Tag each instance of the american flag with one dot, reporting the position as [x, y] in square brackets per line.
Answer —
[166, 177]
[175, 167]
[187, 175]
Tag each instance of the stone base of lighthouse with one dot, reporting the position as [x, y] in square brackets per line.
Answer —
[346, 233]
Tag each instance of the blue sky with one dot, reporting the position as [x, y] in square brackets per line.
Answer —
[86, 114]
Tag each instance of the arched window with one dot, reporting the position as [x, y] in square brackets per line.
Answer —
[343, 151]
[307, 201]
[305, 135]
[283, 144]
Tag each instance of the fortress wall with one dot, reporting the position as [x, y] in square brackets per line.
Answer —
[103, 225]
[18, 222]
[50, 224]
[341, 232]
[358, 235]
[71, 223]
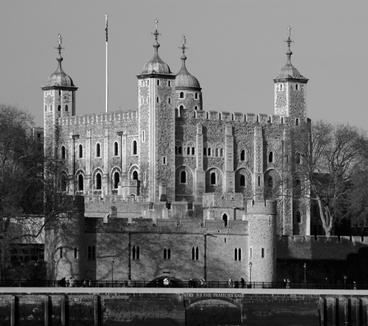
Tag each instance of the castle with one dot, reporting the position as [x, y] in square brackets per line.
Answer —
[171, 189]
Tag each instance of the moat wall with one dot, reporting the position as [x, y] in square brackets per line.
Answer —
[127, 306]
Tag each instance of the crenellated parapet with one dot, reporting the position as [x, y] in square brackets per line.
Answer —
[222, 200]
[320, 247]
[92, 119]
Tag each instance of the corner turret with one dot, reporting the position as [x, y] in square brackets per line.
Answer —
[290, 89]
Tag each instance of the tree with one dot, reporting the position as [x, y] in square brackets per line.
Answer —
[30, 196]
[329, 160]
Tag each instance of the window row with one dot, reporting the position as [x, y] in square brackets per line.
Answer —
[145, 82]
[251, 253]
[98, 151]
[97, 180]
[182, 95]
[91, 253]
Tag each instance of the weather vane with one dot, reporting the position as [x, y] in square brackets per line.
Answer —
[156, 34]
[60, 42]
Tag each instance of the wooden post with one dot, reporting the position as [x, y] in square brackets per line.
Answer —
[96, 310]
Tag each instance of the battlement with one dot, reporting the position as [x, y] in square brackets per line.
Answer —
[260, 207]
[250, 118]
[320, 247]
[91, 119]
[148, 225]
[223, 200]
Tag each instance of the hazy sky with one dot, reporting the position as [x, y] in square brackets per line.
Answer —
[235, 50]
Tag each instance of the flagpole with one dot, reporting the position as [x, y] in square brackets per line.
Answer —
[107, 64]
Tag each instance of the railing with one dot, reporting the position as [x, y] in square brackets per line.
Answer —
[185, 284]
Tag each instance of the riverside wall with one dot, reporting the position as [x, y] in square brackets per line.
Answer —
[158, 306]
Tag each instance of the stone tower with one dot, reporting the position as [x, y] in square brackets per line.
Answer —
[59, 101]
[156, 128]
[290, 90]
[290, 101]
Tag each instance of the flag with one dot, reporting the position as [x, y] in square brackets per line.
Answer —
[106, 27]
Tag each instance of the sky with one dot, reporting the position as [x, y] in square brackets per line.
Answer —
[235, 50]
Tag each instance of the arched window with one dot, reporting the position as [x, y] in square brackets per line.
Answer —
[213, 178]
[63, 153]
[242, 180]
[183, 177]
[135, 175]
[98, 181]
[63, 182]
[224, 218]
[270, 157]
[116, 180]
[242, 155]
[80, 151]
[116, 148]
[134, 147]
[91, 252]
[80, 182]
[297, 158]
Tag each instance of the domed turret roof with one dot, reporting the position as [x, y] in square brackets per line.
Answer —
[184, 78]
[59, 78]
[156, 65]
[289, 71]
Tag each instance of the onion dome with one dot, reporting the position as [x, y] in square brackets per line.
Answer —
[59, 78]
[183, 78]
[156, 65]
[289, 72]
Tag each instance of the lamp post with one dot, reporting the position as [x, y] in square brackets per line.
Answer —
[112, 272]
[250, 273]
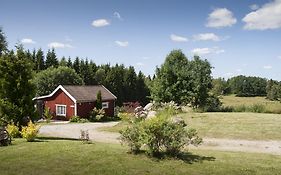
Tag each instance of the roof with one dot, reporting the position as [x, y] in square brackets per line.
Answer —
[82, 93]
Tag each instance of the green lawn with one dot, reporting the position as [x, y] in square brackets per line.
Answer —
[72, 157]
[270, 106]
[251, 126]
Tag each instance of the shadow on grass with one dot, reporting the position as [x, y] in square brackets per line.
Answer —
[56, 138]
[187, 157]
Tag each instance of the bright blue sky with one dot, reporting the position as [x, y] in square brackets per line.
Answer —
[236, 36]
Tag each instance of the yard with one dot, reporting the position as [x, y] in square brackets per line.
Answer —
[74, 157]
[250, 126]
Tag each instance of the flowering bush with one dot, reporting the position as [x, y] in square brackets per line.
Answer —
[13, 130]
[30, 131]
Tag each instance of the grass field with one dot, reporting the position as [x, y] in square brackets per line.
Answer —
[72, 157]
[251, 126]
[242, 102]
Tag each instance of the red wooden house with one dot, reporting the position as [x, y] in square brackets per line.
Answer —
[67, 101]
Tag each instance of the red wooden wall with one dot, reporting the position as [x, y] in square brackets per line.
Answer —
[60, 98]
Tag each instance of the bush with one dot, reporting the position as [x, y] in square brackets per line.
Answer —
[161, 134]
[13, 130]
[30, 131]
[77, 119]
[97, 115]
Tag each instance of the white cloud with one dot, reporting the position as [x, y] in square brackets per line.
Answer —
[59, 45]
[206, 36]
[177, 38]
[206, 50]
[27, 41]
[254, 7]
[266, 17]
[117, 15]
[267, 67]
[122, 43]
[100, 23]
[140, 64]
[221, 17]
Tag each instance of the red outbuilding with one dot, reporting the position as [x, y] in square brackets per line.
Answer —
[67, 101]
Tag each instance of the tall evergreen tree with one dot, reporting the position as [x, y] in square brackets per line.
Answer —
[17, 90]
[40, 62]
[51, 59]
[3, 42]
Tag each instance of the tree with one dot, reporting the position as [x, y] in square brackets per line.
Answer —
[46, 81]
[51, 59]
[99, 100]
[17, 90]
[172, 80]
[3, 42]
[40, 62]
[182, 81]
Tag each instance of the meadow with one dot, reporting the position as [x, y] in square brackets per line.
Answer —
[73, 157]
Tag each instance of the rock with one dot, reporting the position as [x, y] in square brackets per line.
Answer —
[148, 107]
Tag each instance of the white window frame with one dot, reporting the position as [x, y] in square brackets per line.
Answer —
[60, 114]
[105, 105]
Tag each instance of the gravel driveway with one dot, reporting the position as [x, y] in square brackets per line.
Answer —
[73, 131]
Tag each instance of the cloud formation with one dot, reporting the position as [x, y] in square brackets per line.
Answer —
[207, 50]
[267, 67]
[177, 38]
[117, 15]
[122, 43]
[100, 23]
[221, 17]
[59, 45]
[266, 17]
[27, 41]
[206, 37]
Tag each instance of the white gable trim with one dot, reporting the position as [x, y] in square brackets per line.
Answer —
[50, 95]
[109, 92]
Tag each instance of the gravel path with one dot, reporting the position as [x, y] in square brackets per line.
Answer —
[73, 131]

◆ Your task ◆
Give every line of the entries above as a JSON list of strings, one string per line, with blank lines and pictures left out.

◆ Output of the task ◆
[
  "Tag each instance of the american flag with one dot, reporting the position as [x, y] in square brackets per line.",
  "Answer —",
  "[166, 177]",
  "[175, 167]",
  "[187, 175]",
  "Tag each instance of the stone base of lighthouse with one dot, reporting the position as [x, y] in square brackets per line.",
  "Answer —",
  "[346, 233]",
  "Tag each instance of the blue sky with one dot, reporting the position as [x, y] in square brackets per line.",
  "Answer —",
  "[86, 114]",
  "Tag each instance of the arched window with one dot, reporting the position as [x, y] in square brackets per line.",
  "Answer —",
  "[343, 151]",
  "[307, 201]",
  "[305, 135]",
  "[283, 144]",
  "Tag each instance of the fortress wall with one dot, reporting the position as [x, y] in square brackets per line.",
  "Answer —",
  "[103, 225]",
  "[18, 222]",
  "[50, 224]",
  "[341, 232]",
  "[358, 235]",
  "[71, 223]",
  "Tag each instance of the castle with one dot, reporting the position as [x, y] in square brackets per line.",
  "Answer —",
  "[171, 189]",
  "Tag each instance of the moat wall with one dot, reporting the position as [x, y] in square brackets per line.",
  "Answer —",
  "[127, 306]",
  "Tag each instance of the crenellated parapet with one dot, reporting the position as [x, y] in square brackets per line.",
  "Answer —",
  "[222, 200]",
  "[320, 247]",
  "[92, 119]",
  "Tag each instance of the corner turret with one dot, reporting the position as [x, y] in square brackets per line.",
  "Answer —",
  "[290, 89]",
  "Tag each instance of the tree with one dot, reporting the position as [x, y] in square brackets per line.",
  "Answer —",
  "[30, 196]",
  "[329, 160]",
  "Tag each instance of the window row with one dot, reporting the position as [x, y] in square brackets per line.",
  "Answer —",
  "[145, 82]",
  "[251, 253]",
  "[98, 151]",
  "[97, 180]",
  "[182, 95]",
  "[91, 253]",
  "Tag each instance of the weather vane with one dot, reporting the position as [x, y] in square brackets per line.",
  "Answer —",
  "[156, 34]",
  "[60, 42]",
  "Tag each instance of the wooden post with one dot, reporting the position as [x, y] in square brackets per line.",
  "Answer —",
  "[96, 310]",
  "Tag each instance of the battlement with one dot, reporting the position as [x, y] in square brackets per line.",
  "Answer —",
  "[260, 207]",
  "[250, 118]",
  "[320, 247]",
  "[91, 119]",
  "[148, 225]",
  "[223, 200]",
  "Tag each instance of the hazy sky with one dot, reporting the position as [x, y] in square brackets per line.",
  "Answer —",
  "[235, 50]",
  "Tag each instance of the flagpole with one dot, reporting the position as [x, y] in square brackets per line.",
  "Answer —",
  "[107, 64]",
  "Tag each instance of the railing with one dot, reporting the position as [x, y] in square brackets per line.",
  "Answer —",
  "[185, 284]",
  "Tag each instance of the riverside wall with one dot, reporting the position as [x, y] in square brackets per line.",
  "Answer —",
  "[158, 306]",
  "Tag each instance of the stone tower with one dot, reporting the position as [x, y] in square brackets per line.",
  "Answer —",
  "[59, 101]",
  "[156, 128]",
  "[290, 90]",
  "[290, 101]",
  "Tag each instance of the flag with one dot, reporting the position as [x, y] in square brackets per line.",
  "Answer —",
  "[106, 27]",
  "Tag each instance of the sky with one dot, reporting the position as [x, y] in square brackets per line.",
  "Answer —",
  "[235, 50]",
  "Tag each instance of the arched window with one dot, reporting the position as [x, y] in square brackets per line.",
  "Answer —",
  "[213, 178]",
  "[63, 153]",
  "[242, 180]",
  "[183, 177]",
  "[135, 175]",
  "[98, 181]",
  "[63, 182]",
  "[224, 218]",
  "[270, 157]",
  "[116, 180]",
  "[242, 155]",
  "[80, 151]",
  "[116, 148]",
  "[134, 147]",
  "[91, 252]",
  "[80, 182]",
  "[297, 158]",
  "Tag each instance of the domed turret roof with one dot, reporting the position as [x, y] in square brackets per line.",
  "Answer —",
  "[184, 78]",
  "[59, 78]",
  "[156, 65]",
  "[289, 71]",
  "Tag each instance of the onion dome with one dot, reporting the position as [x, y] in square brackets per line.",
  "Answer —",
  "[59, 78]",
  "[183, 78]",
  "[156, 65]",
  "[289, 72]",
  "Tag each instance of the lamp post with one dot, reporting the position as [x, y] in square brackets per line.",
  "Answer —",
  "[112, 272]",
  "[250, 273]",
  "Tag each instance of the roof with one dot, reporting the position as [x, y] in square brackets per line.",
  "Answer —",
  "[82, 93]",
  "Tag each instance of the green lawn with one dot, reporting the position as [x, y] in square brackets per line.",
  "Answer —",
  "[72, 157]",
  "[270, 106]",
  "[251, 126]",
  "Tag each instance of the shadow on grass with one dot, reporting the position as [x, y] in square brackets per line.",
  "Answer —",
  "[56, 138]",
  "[187, 157]",
  "Tag each instance of the bright blue sky with one dot, reporting the position as [x, y] in square brackets per line.",
  "Answer —",
  "[236, 36]",
  "Tag each instance of the yard with one dot, reporting the position as [x, y] in square brackets per line.",
  "Answer —",
  "[74, 157]",
  "[250, 126]",
  "Tag each instance of the flowering bush with one dot, reporting the position as [x, y] in square brackets per line.",
  "Answer —",
  "[13, 130]",
  "[30, 131]",
  "Tag each instance of the grass field with one dot, reporting the position as [x, y] in square brackets per line.",
  "Answer —",
  "[72, 157]",
  "[251, 126]",
  "[242, 102]",
  "Tag each instance of the red wooden house with one dot, reporting the position as [x, y] in square brackets per line.",
  "Answer —",
  "[67, 101]",
  "Tag each instance of the red wooden wall with one dot, reporting the position as [x, y] in square brackets per line.",
  "Answer —",
  "[60, 98]",
  "Tag each instance of the bush with one dot, reporting the position as [x, y] in square brackets per line.",
  "Answer —",
  "[161, 134]",
  "[13, 130]",
  "[30, 131]",
  "[77, 119]",
  "[97, 115]",
  "Tag each instance of the white cloud with one dot, reporting the position as [x, y] in square brackets per line.",
  "Answer —",
  "[59, 45]",
  "[206, 36]",
  "[177, 38]",
  "[206, 50]",
  "[27, 41]",
  "[254, 7]",
  "[266, 17]",
  "[117, 15]",
  "[267, 67]",
  "[122, 43]",
  "[100, 23]",
  "[140, 64]",
  "[221, 17]",
  "Tag each instance of the red outbuilding with one dot, reporting the position as [x, y] in square brackets per line.",
  "Answer —",
  "[67, 101]",
  "Tag each instance of the tall evergreen tree with one dot, reporting the position as [x, y] in square brackets per line.",
  "Answer —",
  "[17, 90]",
  "[40, 62]",
  "[51, 59]",
  "[3, 42]",
  "Tag each instance of the tree with one dot, reporting the position as [x, y] in square brackets per line.",
  "Answer —",
  "[46, 81]",
  "[51, 59]",
  "[99, 100]",
  "[17, 90]",
  "[172, 80]",
  "[3, 42]",
  "[40, 62]",
  "[182, 81]",
  "Tag each instance of the meadow with one dot, reporting the position as [x, y] in square brackets per line.",
  "Answer —",
  "[73, 157]",
  "Tag each instance of the rock with one dot, reporting the position as [x, y] in square brackets per line.",
  "Answer —",
  "[148, 107]",
  "Tag each instance of the white window frame with one dot, reporting the position as [x, y] in square brackets per line.",
  "Answer —",
  "[60, 114]",
  "[105, 105]",
  "Tag each instance of the gravel driveway with one dot, reporting the position as [x, y] in square brackets per line.",
  "Answer —",
  "[73, 131]",
  "Tag each instance of the cloud formation with one dot, reporting the position as [x, y] in square brackets per line.",
  "Answer —",
  "[207, 50]",
  "[267, 67]",
  "[177, 38]",
  "[117, 15]",
  "[122, 43]",
  "[100, 23]",
  "[221, 17]",
  "[59, 45]",
  "[266, 17]",
  "[27, 41]",
  "[206, 37]",
  "Tag each instance of the white gable trim with one dot, reporting the position as [x, y] in square brackets per line.",
  "Answer —",
  "[50, 95]",
  "[109, 92]",
  "Tag each instance of the gravel path with one dot, reporting the position as [x, y] in square brackets per line.",
  "Answer —",
  "[73, 131]"
]